» Required tasks
1. In the blog post about shrinking Firefox addons, what sizes are given for version 4.9.4 of Video_download_helper and for the repackaged .xpi?
2. Reproduce the blog post's text between "Re Wary uni-CPU" and "other smaller/lighter browser.", inclusive.

» Document text
=====
October 27, 2011 — BarryK
This is interesting. This guy has repackaged many Firefox/SeaMonkey addons, making them much smaller:
http://code.google.com/p/firefox-extension-shrink/source/browse/trunk/?r=6

To give you an idea how much they are shrunk, look at this URL which has the full addons:
http://releases.mozillaonline.com/pub/mozilla.org/addons/
Or here:
http://ftp.acc.umu.se/Public/mozilla.org/addons/

Video_download_helper is here:
http://releases.mozillaonline.com/pub/mozilla.org/addons/3006/

...version 4.9.4 is 666KB, whereas the repackaged .xpi is only 349KB.

Comments

video download helper
Username: rjbrewer
4.9.4 versions will not work with seamonkey 2.3.xx. They also don't provide the option of selecting video quality. I'm using Wary uni with seamonkey 2.0.11-w5.pet; A great combination that uses about 30% less cpu than 5.2 on video files and streams. It's a shame the 5.1.3.4-uni seems to have vanished from the repo.

Re Wary uni-CPU
Username: BarryK
"Considering that Wary is targeting older hardware, and to increase the distinction from the other puppies, I am seriously thinking that the next Wary will have a uniprocessor-kernel (no SMP support). I am also seriously considering either rolling SM back or using some other smaller/lighter browser.

Re SM 2.3.x
Username: BarryK
"I am getting increasingly disappointed with SM. The 2.3.x series has a new type of window that pops up when you first enter a password (or whatever), asking if you want SM to remember it -- but half the time the window disappears before I have a chance to make a choice. That is such incredibly bad design. Then there's the bloat, oh, that is the worst development.
=====
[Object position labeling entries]
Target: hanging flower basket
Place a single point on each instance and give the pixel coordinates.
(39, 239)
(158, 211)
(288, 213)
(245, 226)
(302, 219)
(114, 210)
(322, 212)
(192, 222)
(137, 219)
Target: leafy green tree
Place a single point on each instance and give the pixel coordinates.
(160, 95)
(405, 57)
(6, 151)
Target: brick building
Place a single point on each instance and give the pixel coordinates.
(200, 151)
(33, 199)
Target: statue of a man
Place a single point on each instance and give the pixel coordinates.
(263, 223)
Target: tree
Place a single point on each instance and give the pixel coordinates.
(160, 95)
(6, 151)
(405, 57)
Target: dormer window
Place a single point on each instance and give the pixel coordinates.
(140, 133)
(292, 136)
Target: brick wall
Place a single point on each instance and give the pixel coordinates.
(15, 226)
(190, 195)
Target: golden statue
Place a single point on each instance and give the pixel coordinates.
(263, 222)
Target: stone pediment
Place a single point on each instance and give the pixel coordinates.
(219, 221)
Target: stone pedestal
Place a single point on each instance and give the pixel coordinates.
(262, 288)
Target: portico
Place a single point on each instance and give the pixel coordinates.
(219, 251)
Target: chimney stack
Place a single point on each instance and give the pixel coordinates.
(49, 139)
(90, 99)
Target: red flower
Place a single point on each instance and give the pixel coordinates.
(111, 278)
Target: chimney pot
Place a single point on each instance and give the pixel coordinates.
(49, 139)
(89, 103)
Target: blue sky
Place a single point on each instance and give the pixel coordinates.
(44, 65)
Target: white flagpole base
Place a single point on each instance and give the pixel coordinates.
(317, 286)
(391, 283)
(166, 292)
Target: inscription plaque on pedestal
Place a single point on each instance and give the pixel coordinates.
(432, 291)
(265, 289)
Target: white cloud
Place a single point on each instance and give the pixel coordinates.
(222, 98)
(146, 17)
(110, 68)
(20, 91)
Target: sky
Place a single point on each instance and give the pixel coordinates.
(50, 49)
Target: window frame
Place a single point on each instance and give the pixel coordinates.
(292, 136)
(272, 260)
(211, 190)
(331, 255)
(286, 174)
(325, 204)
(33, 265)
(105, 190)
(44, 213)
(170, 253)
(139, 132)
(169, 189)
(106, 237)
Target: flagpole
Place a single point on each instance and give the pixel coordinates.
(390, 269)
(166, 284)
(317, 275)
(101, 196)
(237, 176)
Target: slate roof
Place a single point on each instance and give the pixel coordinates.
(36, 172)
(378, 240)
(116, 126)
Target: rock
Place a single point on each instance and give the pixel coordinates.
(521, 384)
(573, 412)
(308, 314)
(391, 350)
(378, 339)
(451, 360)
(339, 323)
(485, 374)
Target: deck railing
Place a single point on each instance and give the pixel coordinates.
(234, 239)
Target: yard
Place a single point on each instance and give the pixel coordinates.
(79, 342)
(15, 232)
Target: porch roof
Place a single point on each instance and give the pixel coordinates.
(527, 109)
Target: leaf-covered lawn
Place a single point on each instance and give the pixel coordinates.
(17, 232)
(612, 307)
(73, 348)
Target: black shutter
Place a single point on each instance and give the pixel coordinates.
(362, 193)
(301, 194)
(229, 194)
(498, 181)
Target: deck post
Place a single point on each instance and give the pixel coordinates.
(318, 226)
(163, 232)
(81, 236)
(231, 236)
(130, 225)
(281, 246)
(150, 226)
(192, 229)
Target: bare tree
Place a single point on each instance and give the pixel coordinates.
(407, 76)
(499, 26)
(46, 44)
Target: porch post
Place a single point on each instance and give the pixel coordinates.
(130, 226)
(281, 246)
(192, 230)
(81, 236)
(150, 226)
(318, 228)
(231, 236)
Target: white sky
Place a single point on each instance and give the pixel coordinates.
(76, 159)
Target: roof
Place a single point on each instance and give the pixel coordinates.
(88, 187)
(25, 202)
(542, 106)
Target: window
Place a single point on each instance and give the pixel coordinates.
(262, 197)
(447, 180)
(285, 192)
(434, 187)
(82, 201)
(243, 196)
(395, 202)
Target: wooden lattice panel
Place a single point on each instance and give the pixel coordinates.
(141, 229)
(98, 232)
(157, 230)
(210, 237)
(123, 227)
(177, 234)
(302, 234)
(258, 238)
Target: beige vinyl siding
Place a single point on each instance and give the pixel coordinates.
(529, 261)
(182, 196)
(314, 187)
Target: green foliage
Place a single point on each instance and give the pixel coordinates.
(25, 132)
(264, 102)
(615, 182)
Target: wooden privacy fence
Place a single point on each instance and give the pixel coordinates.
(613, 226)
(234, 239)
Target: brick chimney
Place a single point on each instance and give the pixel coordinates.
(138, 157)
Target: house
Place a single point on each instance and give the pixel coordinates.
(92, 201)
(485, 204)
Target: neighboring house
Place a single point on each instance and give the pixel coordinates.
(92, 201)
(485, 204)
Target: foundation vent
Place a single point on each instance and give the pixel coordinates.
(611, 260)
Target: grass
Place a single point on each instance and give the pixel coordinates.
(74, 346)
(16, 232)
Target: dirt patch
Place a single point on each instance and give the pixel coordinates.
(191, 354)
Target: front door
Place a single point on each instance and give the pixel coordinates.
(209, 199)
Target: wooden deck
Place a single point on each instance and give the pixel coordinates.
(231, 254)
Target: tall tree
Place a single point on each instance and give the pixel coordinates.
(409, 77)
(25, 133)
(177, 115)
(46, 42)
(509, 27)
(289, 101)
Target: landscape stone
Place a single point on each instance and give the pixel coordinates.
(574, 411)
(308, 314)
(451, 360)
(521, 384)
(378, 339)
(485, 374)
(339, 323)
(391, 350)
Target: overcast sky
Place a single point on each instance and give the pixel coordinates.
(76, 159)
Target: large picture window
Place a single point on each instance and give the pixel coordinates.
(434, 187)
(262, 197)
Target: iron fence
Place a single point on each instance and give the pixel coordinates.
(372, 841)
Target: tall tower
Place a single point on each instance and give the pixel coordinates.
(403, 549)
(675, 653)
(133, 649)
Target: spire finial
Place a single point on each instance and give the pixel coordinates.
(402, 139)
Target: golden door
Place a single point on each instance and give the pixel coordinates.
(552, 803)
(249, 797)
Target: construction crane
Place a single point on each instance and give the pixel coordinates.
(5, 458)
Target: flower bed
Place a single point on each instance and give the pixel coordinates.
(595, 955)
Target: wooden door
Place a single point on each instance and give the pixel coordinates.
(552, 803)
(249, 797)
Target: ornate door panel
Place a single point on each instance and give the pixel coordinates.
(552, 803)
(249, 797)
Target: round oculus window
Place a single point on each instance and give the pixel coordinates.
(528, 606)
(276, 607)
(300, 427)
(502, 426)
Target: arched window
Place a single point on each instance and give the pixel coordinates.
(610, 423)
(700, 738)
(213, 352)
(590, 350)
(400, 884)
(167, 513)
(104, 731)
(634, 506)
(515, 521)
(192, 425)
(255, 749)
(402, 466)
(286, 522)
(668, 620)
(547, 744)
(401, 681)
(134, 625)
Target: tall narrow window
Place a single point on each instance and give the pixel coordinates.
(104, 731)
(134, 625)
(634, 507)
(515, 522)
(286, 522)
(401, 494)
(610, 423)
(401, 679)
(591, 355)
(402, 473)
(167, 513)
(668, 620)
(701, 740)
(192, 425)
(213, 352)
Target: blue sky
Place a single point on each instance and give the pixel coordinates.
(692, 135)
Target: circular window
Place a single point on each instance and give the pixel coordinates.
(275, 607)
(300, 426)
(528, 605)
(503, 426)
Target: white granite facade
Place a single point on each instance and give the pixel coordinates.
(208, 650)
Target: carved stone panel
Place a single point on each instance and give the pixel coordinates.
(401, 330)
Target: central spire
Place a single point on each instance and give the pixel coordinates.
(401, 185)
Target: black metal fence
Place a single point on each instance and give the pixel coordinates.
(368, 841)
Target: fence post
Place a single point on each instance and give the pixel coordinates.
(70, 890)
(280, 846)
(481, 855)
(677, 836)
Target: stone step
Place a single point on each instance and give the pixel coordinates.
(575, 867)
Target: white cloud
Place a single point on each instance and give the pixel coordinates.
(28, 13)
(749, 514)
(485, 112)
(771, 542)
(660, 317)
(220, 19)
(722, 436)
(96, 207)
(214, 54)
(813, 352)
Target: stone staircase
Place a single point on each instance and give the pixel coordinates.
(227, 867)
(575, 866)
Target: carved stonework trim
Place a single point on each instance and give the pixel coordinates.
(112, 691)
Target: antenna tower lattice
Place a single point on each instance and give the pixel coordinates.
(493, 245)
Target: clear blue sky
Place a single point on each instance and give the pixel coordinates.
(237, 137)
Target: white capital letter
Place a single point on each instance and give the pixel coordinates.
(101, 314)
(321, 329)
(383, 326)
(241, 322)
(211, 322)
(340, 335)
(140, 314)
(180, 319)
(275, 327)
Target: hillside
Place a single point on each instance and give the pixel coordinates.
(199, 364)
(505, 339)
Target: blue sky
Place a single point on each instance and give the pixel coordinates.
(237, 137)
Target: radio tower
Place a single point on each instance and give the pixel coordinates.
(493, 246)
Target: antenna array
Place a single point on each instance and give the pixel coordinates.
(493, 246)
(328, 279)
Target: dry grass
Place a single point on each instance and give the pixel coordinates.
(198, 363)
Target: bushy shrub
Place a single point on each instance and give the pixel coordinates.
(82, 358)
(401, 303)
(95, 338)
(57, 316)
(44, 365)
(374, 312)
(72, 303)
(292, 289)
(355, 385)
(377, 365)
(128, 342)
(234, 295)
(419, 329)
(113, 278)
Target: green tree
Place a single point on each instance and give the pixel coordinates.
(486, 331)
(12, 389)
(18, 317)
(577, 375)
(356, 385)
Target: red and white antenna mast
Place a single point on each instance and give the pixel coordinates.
=====
» Responses per task
1. Version 4.9.4 is 666KB, and the repackaged .xpi is only 349KB.

2.
Re Wary uni-CPU
Username: BarryK
"Considering that Wary is targeting older hardware, and to increase the distinction from the other puppies, I am seriously thinking that the next Wary will have a uniprocessor-kernel (no SMP support). I am also seriously considering either rolling SM back or using some other smaller/lighter browser.